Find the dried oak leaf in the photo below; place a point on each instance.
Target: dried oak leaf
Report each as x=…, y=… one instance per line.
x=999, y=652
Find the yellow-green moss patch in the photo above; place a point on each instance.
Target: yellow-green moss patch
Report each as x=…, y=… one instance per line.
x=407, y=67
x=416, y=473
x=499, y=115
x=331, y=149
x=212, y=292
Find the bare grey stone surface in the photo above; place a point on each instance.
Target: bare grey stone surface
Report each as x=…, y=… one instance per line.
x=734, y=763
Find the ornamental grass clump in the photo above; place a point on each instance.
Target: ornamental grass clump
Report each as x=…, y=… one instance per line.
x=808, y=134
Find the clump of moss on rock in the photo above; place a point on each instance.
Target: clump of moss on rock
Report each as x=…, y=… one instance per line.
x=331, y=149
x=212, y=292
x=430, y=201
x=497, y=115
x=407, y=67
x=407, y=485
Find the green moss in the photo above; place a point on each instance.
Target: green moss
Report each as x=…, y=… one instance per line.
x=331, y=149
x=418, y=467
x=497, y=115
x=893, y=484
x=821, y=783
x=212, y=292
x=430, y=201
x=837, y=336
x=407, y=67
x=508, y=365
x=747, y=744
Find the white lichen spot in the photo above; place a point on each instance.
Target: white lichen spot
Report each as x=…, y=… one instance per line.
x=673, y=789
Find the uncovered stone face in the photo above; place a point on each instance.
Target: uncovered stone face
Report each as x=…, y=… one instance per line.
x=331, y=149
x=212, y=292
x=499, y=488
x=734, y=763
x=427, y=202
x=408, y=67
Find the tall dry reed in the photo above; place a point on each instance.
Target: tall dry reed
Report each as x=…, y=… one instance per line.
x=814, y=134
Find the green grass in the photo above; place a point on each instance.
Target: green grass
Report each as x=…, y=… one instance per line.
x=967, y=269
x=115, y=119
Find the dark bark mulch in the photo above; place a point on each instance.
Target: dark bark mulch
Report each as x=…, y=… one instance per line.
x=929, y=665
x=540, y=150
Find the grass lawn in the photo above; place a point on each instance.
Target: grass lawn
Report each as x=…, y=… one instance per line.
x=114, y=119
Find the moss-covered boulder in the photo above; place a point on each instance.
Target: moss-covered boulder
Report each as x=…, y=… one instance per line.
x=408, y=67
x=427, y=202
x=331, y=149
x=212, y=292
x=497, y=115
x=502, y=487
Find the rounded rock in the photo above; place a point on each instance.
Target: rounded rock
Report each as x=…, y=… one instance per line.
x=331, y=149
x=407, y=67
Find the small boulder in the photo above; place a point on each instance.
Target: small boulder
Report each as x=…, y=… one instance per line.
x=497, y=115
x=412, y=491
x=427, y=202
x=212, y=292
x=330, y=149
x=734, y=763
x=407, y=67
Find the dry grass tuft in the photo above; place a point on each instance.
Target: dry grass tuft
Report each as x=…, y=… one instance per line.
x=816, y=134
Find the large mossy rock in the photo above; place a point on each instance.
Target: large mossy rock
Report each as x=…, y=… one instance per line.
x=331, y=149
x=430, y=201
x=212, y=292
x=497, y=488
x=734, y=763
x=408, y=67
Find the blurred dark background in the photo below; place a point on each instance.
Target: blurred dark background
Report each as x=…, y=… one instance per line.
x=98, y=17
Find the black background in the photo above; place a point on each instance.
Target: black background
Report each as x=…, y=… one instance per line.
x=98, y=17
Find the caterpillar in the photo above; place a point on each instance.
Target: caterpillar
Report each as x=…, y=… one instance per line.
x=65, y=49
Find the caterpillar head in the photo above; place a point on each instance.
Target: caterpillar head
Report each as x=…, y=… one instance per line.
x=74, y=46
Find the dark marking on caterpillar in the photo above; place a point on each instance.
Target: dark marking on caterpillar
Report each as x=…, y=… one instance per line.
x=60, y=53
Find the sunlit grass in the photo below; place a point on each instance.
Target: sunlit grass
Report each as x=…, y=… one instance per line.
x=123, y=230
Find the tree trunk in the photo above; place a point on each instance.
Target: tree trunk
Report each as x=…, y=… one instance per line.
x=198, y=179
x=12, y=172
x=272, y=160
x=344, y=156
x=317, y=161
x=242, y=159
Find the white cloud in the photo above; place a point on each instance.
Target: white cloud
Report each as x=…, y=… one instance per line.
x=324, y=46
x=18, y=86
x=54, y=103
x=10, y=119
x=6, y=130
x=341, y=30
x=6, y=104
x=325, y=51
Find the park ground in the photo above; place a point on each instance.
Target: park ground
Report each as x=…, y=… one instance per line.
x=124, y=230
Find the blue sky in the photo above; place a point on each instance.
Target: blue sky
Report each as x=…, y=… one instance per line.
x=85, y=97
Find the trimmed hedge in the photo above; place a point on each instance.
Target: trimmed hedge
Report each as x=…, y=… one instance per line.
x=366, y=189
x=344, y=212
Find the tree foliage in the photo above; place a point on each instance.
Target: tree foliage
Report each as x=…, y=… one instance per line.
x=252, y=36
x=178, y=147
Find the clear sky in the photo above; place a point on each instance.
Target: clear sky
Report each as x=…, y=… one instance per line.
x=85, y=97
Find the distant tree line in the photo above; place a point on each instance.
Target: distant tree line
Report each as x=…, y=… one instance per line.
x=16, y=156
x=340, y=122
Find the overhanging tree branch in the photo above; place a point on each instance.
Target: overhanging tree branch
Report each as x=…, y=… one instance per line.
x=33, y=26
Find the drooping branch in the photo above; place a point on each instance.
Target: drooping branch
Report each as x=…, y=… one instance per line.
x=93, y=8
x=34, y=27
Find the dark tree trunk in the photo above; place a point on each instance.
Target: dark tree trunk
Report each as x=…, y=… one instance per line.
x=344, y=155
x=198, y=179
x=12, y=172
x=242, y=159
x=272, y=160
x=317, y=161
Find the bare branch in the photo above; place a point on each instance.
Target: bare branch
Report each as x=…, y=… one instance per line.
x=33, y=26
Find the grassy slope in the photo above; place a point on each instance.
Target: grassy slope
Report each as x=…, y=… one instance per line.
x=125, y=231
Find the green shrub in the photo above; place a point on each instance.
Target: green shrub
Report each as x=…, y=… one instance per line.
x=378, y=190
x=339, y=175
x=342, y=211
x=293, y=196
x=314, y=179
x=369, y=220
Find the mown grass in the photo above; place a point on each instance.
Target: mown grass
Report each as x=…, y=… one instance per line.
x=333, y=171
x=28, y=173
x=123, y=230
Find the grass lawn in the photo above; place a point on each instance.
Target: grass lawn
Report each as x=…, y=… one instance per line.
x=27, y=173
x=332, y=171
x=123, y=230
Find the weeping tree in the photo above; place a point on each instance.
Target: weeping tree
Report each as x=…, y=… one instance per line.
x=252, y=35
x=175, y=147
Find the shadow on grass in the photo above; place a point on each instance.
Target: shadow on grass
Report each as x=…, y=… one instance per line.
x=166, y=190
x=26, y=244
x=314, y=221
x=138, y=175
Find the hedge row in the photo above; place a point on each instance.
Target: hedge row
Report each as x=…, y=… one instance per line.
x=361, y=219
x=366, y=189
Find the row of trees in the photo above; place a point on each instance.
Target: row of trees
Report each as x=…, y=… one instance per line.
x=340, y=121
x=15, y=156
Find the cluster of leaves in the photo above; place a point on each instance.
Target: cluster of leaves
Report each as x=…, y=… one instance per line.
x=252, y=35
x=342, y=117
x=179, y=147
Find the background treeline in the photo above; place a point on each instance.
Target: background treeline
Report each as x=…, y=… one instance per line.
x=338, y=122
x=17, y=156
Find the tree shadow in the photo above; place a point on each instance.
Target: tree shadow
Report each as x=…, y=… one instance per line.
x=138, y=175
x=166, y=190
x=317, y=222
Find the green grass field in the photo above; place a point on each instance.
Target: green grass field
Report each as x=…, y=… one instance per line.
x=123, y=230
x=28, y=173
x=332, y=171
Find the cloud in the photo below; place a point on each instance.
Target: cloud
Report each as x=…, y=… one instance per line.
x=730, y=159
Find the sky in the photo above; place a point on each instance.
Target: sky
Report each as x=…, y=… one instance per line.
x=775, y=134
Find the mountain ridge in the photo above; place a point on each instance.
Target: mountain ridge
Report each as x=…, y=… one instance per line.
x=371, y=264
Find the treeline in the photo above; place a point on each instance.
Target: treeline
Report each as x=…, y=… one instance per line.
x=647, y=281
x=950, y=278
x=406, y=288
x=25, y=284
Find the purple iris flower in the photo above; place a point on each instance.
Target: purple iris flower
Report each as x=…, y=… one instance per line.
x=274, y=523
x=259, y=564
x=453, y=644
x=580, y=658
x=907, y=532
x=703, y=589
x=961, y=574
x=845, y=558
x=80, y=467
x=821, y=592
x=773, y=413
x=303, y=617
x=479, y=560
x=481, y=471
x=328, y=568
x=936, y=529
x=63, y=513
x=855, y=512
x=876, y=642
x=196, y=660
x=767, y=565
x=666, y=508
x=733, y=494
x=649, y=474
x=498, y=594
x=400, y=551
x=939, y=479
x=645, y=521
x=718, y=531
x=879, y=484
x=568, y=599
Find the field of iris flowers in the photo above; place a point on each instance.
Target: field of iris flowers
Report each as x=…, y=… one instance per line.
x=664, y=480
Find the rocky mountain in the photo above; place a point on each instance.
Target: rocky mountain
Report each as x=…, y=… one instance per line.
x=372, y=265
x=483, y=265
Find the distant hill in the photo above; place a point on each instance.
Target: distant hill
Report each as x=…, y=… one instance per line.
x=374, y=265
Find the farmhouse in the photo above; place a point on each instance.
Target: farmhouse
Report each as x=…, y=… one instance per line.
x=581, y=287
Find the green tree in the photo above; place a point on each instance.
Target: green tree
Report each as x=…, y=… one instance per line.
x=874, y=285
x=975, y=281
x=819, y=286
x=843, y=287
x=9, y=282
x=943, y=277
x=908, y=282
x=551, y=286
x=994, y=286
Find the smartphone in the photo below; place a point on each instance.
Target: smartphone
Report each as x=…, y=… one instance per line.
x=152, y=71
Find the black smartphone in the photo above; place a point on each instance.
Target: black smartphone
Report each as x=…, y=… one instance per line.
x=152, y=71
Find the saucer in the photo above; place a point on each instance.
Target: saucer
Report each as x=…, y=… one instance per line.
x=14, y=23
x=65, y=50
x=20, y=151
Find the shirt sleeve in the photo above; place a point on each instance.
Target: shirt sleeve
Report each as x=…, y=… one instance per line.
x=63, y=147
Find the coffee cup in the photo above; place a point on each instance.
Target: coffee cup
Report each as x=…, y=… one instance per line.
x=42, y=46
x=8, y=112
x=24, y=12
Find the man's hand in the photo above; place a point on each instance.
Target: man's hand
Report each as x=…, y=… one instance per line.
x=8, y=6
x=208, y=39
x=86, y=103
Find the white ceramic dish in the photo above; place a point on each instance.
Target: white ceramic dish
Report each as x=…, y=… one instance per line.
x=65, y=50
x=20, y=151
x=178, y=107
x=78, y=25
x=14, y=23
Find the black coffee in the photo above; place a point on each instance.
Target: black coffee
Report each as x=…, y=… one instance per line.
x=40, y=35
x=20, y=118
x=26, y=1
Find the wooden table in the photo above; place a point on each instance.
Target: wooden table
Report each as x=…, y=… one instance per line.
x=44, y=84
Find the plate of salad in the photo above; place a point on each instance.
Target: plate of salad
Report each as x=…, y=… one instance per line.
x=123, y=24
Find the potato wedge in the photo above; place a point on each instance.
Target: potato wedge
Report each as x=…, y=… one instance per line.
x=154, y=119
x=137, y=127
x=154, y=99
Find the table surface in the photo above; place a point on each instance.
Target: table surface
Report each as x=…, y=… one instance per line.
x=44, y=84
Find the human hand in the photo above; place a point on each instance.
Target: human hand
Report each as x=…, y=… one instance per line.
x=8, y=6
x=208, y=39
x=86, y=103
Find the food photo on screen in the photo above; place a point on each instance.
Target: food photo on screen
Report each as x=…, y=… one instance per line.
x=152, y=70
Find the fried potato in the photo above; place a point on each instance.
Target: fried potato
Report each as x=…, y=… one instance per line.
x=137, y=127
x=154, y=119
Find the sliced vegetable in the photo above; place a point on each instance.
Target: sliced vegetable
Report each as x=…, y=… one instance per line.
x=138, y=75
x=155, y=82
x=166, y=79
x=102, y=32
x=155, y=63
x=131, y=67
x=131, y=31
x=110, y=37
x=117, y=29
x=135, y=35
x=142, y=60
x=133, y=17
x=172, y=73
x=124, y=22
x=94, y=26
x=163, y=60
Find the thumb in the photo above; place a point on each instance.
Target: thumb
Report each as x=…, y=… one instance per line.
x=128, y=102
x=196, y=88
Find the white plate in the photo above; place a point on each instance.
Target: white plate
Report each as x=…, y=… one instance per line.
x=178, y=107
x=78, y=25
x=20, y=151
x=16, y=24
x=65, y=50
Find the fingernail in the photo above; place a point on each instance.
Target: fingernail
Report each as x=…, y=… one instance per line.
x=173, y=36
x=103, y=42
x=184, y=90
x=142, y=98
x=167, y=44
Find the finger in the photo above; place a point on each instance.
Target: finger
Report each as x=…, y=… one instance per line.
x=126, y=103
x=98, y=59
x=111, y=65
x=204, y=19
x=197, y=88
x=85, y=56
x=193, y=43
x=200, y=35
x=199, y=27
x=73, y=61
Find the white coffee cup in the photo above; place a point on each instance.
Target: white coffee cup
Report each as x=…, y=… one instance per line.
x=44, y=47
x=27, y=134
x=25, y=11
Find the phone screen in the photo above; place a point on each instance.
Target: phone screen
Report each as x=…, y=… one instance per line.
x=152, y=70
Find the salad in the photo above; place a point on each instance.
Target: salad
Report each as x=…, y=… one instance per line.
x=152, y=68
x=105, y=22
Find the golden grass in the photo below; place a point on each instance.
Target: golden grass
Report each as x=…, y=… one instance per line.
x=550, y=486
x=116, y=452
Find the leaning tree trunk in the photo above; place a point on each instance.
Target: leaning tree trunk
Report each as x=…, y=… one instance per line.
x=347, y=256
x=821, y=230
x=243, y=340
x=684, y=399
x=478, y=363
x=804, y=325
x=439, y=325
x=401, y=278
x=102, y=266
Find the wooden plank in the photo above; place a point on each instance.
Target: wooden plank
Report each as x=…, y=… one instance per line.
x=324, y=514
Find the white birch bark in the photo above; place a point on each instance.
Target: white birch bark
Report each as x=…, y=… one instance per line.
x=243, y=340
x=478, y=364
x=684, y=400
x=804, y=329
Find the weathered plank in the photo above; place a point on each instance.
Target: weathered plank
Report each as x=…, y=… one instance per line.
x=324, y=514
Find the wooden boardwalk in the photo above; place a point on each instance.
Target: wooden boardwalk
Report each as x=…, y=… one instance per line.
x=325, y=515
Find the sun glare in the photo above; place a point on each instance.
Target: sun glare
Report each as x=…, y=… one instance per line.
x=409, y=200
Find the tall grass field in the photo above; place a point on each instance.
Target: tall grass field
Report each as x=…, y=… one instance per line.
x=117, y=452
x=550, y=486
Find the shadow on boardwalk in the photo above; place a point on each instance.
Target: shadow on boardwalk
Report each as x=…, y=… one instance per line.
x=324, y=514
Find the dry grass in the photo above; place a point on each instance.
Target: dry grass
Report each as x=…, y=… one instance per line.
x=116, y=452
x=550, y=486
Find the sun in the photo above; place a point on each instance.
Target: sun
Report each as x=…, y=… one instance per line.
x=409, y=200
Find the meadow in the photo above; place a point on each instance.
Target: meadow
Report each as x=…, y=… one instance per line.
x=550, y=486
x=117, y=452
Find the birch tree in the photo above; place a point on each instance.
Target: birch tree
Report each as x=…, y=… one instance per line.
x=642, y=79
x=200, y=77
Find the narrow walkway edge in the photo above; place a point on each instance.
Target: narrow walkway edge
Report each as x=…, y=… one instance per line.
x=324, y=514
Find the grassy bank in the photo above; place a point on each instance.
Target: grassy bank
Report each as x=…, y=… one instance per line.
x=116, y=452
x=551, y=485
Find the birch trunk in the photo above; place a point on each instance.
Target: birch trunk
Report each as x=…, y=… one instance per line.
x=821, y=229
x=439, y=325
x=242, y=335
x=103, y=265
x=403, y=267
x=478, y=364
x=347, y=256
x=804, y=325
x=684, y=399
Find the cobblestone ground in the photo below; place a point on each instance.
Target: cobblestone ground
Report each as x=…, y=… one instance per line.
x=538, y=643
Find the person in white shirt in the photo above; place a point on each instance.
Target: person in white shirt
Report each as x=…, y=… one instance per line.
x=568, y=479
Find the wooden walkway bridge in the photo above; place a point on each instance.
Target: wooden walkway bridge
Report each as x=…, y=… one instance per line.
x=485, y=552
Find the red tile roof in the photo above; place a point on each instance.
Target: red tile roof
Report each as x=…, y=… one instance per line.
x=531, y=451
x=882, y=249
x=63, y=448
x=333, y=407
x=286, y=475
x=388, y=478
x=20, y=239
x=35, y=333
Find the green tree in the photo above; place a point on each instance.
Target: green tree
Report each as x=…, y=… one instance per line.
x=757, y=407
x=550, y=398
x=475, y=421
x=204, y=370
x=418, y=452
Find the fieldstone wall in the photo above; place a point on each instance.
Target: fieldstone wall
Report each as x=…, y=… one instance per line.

> **Task**:
Print, from the entries above, the line with "Find the smartphone", the line with "Find the man's" and all lines between them, exactly and with nothing else.

> **Written solution**:
Find the smartphone in the photo below; place a point on each instance.
Target: smartphone
Report each as x=…, y=… one instance per line.
x=152, y=71
Find the black smartphone in the photo above; place a point on each instance.
Target: black smartphone
Report each as x=…, y=… one instance per line.
x=152, y=71
Find the saucer in the photo above; place a point on each instance.
Target: saucer
Report each as x=…, y=… one instance per line.
x=14, y=23
x=65, y=50
x=20, y=151
Find the shirt sleeve in the photo above; place a point on each instance.
Target: shirt sleeve
Report each as x=…, y=… one instance per line.
x=63, y=147
Find the coffee cup in the photo above; place a point on each instance.
Target: coffee cup
Report each as x=…, y=… one instance per line.
x=42, y=46
x=8, y=112
x=24, y=12
Find the man's hand in the photo above; place a point on each instance.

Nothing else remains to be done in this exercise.